[[ EXTRACT TO READ open ]]
How can you best prepare staff for the arrival of PACS?

July 1, 2002

Prof. Dimiter TscholakoffProfessor of radiology Rudolfstiftung Hospital, ViennaPACS users need to be well informed about legal and institutional requirements or regulations for archiving.

Prof. Dimiter Tscholakoff
Professor of radiology Rudolfstiftung Hospital, Vienna
PACS users need to be well informed about legal and institutional requirements or regulations for archiving. In Vienna, medical records have to be kept for at least 30 years, but x-ray films only have to be stored for 10 years. It is not specified whether this applies to digital images. We have a short-term archive or RAID (redundant array of inexpensive disks) with at least six months' storage capacity. For long-term storage, we had to produce "twin DVDs." One set is stored in an array of jukeboxes connected to the RAID. The other set is located on a shelf in a separate room across the street. Consider how the images will be retrieved and/or distributed throughout the hospital. A separate server for image distribution and retrieval of images from other departments may be needed.

Dr. Jan Schillebeeckx
Chief, medical imaging, Imelda Hospital, Bonheiden, Belgium
You must avoid making a bad long-term decision. Try to get as much online availability of images as possible for the short-term. For long-time archiving, an ASP might be a good solution, giving vendors responsibility for keeping up with system developments. The ASP vendor also has to take care of data transfer to anticipated newer storage methods. Customers can expect to have a scalable system according to expanding storage capacity requirements and addition of new services. An ASP offers financial advantages. It reduces the need for significant capital outlay upfront, shifts the costs of storage from the capital budget to the operational budget, assists budgeting by enabling you to revisit archive expenses, transfers responsibility for replenishing equipment to the vendor, and decreases staff hours required for internal support

Dr. Davide Caramella
Associate professor of radiology
University of Pisa, Italy
The main risk is incorrectly planning the growing requirements of the archive in terms of data volume. As the number of digital modalities connected to the PACS increases, so should the overall capacity of the archive. Another relevant issue is the legal framework that varies from state to state and changes quite rapidly, although not rapidly enough to follow technological developments. Consider what happened with the competition between CD-ROM and DVD storage media. Emerging technologies that seem to ideally suit the increasing demands of the radiological archive are the storage area network (SAN) and the application service provider (ASP).
[[ EXTRACT TO READ closed ]]
[[ SUPPLIED MATERIAL open ]]
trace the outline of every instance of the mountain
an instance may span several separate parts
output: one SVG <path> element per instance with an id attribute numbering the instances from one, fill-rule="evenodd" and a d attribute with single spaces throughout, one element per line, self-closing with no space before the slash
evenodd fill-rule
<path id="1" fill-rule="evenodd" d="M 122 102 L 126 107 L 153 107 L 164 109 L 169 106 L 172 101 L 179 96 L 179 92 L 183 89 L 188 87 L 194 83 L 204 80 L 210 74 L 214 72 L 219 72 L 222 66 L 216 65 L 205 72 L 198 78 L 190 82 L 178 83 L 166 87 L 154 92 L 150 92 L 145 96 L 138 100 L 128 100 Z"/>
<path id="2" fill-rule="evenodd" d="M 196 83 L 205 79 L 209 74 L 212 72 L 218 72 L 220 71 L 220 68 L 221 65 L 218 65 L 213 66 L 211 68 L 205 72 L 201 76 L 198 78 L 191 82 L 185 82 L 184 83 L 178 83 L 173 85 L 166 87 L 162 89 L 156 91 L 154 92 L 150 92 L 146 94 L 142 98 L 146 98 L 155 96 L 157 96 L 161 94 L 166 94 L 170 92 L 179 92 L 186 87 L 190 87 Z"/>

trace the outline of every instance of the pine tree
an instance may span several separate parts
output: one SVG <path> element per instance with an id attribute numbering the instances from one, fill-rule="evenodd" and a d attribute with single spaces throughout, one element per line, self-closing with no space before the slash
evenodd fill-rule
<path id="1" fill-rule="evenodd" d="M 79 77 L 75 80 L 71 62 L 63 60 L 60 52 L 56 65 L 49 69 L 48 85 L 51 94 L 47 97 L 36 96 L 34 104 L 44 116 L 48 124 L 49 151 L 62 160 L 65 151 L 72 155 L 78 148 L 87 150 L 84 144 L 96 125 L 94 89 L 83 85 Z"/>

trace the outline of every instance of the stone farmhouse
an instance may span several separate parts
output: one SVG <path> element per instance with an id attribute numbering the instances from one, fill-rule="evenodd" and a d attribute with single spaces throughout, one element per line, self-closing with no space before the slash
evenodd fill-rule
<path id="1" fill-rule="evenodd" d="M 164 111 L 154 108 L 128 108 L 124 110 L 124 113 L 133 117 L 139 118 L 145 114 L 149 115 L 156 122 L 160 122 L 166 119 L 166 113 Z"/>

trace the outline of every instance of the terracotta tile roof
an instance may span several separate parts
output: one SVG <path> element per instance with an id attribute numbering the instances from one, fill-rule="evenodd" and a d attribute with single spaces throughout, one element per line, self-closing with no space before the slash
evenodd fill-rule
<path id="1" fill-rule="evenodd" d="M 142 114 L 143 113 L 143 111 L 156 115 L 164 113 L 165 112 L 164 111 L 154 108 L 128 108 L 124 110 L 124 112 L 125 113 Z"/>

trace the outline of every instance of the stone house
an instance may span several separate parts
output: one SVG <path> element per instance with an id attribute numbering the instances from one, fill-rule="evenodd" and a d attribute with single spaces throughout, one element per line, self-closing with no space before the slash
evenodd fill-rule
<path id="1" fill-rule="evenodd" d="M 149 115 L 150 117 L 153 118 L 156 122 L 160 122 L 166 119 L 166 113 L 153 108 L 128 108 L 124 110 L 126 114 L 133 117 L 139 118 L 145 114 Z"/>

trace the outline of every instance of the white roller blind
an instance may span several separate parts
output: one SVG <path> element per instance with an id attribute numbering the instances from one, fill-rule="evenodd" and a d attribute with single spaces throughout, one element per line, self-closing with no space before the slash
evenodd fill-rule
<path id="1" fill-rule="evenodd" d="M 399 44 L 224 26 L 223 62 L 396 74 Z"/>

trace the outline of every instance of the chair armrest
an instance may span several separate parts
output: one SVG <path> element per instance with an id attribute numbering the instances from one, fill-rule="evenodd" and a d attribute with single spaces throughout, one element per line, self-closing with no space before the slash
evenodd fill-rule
[[ SUPPLIED MATERIAL closed ]]
#### [TASKS TO PERFORM]
1. Write out the PACS article word for word, from "Dr. Davide Caramella" up to and including "service provider (ASP).".
2. Pick up the PACS article after its final sentence and write the next part.

#### [ANSWERS PROVIDED]
1.
Dr. Davide Caramella
Associate professor of radiology
University of Pisa, Italy
The main risk is incorrectly planning the growing requirements of the archive in terms of data volume. As the number of digital modalities connected to the PACS increases, so should the overall capacity of the archive. Another relevant issue is the legal framework that varies from state to state and changes quite rapidly, although not rapidly enough to follow technological developments. Consider what happened with the competition between CD-ROM and DVD storage media. Emerging technologies that seem to ideally suit the increasing demands of the radiological archive are the storage area network (SAN) and the application service provider (ASP).

2.
Dr. Frits Barneveld Binkhuysen
Radiologist, Hospital Eemland
Amersfoort, the Netherlands
Consider the price for the short-term and the long-term part of your archive system. How many days do you want your images online, and how fast do you want to have them retrieved? Your answers will determine the price. Do not buy an archive for 10 years but only for a few years with the possibility to expand later. Archives are becoming less expensive each year. Be sure that you can transfer all your data in an easy, inexpensive way if you want to move to another system after a few years.

Dr. Keith Foord
Consultant radiologist
Conquest Hospital, Hastings, U.K.
For short-term and Web-based archiving, hard disks and RAIDs are now so large, relatively cheap, and fast to access that even mirrored, multiterabyte RAIDs should be considered. Mirroring is important because RAIDs have been known to fail. A short-term archive may be large enough to store images spanning several years if lossless compression is used. Longer term archiving options include magneto-optical (MO) disk arrays, digital linear tape (DLT), and DVD jukeboxes. MOs are expensive, and DLT may need regular rewriting to ensure data are not lost. DVD jukeboxes should be considered seriously. They will be here to stay for some time and are cheap.

Dr. Raimund Vogl
Imaging information manager
Innsbruck Hospital, Austria
Check your requirements for data access. Do you have to pull data from a central server? How long do you need data online? How many workstations will require access to the data? You will probably have to distribute data over a number of server systems to cope with the load from simultaneous access.
With cheap RAID systems available, consider an EOL (Everything OnLine) solution. Check there is no licensing policy demanding software royalties proportional to the online disk space. Use of SANs is quite fashionable at the moment, but pricing for substantial online times (or even EOL solutions) is still prohibitive. RAIDs provide the data storage capacity needed for EOL at an affordable price.